**Exercise**
Please write out every line of the stretch from the line containing "Note: mark the village" through the end of the rows, adding -106 to each coordinate value and leaving all other lines unchanged.

**Input material**
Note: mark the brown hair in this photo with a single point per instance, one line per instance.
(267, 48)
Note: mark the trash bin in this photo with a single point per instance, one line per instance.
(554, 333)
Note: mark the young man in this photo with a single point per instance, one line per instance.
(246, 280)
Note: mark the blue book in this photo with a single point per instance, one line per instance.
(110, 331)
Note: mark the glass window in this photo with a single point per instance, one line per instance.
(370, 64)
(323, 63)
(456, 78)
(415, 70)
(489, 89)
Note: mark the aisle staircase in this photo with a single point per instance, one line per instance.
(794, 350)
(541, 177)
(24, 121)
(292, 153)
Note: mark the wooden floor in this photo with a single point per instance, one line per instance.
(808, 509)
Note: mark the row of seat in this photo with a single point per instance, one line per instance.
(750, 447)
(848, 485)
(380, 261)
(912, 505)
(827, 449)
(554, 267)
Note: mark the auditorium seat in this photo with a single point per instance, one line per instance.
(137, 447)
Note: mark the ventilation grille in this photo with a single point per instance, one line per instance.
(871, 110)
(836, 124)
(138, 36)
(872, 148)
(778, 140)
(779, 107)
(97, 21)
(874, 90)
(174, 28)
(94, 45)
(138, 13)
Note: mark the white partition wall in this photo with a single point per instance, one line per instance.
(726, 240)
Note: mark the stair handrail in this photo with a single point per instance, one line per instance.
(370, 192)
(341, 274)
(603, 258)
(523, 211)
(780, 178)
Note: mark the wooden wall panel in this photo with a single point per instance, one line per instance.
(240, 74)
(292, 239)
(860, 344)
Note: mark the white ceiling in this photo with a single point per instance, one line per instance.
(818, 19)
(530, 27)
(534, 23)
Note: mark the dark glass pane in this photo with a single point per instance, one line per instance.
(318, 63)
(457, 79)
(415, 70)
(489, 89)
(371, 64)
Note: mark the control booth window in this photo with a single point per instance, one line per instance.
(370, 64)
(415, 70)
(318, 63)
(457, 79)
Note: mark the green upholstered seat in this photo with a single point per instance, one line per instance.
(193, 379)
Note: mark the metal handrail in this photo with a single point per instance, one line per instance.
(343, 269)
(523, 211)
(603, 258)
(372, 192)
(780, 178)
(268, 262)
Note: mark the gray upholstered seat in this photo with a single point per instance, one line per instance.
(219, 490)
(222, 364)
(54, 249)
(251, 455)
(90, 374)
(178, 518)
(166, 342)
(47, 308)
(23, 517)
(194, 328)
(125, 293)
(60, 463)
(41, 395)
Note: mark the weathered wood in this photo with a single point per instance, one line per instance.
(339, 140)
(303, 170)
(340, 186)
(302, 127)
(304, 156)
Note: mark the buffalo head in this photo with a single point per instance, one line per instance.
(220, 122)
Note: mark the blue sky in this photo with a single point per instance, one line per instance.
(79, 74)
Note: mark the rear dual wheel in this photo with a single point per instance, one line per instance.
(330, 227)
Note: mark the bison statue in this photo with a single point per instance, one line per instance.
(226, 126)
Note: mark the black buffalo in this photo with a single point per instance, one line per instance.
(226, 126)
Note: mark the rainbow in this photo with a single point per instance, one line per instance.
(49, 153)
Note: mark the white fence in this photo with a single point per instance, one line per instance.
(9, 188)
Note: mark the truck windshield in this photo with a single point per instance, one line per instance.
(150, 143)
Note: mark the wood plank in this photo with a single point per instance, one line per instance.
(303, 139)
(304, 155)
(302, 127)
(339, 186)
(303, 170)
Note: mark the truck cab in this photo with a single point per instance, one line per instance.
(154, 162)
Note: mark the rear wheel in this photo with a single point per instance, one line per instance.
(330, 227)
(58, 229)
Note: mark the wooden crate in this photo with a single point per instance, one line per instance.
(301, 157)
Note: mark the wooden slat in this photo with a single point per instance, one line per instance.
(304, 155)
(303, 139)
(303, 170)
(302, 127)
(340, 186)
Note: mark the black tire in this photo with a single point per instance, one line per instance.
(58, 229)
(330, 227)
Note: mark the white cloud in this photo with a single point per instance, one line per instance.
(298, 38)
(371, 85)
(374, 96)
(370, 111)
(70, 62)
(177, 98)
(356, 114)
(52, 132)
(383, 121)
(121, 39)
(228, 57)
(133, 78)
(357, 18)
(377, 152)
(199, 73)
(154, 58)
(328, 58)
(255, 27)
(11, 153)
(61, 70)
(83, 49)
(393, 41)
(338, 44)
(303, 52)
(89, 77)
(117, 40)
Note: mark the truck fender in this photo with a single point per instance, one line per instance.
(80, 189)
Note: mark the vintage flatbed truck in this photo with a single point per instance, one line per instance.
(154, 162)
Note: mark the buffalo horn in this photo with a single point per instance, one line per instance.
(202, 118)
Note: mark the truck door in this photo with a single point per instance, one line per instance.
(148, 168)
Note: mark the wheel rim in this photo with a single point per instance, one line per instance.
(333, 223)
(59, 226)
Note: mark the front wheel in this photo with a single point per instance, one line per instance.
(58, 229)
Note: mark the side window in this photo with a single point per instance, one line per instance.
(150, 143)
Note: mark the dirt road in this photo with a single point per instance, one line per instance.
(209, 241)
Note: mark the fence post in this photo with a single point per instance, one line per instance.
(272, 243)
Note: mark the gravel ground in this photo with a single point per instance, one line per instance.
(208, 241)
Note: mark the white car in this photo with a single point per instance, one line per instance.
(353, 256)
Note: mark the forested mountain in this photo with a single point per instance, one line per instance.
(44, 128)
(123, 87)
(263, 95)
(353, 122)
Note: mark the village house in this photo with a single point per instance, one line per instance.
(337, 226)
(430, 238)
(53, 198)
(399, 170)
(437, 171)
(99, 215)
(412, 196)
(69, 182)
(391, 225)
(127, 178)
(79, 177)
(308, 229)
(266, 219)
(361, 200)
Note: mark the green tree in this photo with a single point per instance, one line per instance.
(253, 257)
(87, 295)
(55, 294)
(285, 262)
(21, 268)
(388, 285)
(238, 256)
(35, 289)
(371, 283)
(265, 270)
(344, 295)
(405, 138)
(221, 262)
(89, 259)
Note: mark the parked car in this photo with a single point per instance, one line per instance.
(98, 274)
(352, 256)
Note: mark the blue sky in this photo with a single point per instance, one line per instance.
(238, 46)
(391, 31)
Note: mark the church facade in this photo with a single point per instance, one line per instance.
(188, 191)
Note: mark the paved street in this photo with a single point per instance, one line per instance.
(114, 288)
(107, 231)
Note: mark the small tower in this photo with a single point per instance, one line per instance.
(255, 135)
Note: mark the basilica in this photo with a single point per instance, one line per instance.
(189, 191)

**Result**
Note: mark the village house in this photo with a single point per instance, one line per instance.
(231, 120)
(324, 132)
(-53, 92)
(293, 64)
(331, 65)
(-7, 109)
(306, 90)
(-37, 76)
(285, 119)
(21, 72)
(-27, 71)
(202, 123)
(160, 113)
(255, 94)
Note: mark the green tree in this photo with a single point per instance, one line per instance.
(147, 151)
(-19, 189)
(-51, 188)
(179, 156)
(-85, 162)
(282, 179)
(132, 150)
(-71, 183)
(265, 177)
(159, 164)
(238, 189)
(299, 32)
(115, 156)
(-17, 153)
Note: mark the parked car in this photo with a single point per instance, one line per instance.
(-8, 168)
(246, 150)
Note: mark the blue sky in this photo with a single point per instance, one line per instance.
(132, -60)
(285, -75)
Note: mark the church facade in this photo with a single point per instance, one line per instance.
(82, 85)
Note: mark the paved street in this photo with a single point per instance, one line per instance.
(8, 182)
(1, 125)
Note: mark the small tower in this photo with a single point per instance, one line per instance.
(149, 29)
Note: mark the basilica in this photo with a single point per instance, one line per instance.
(83, 85)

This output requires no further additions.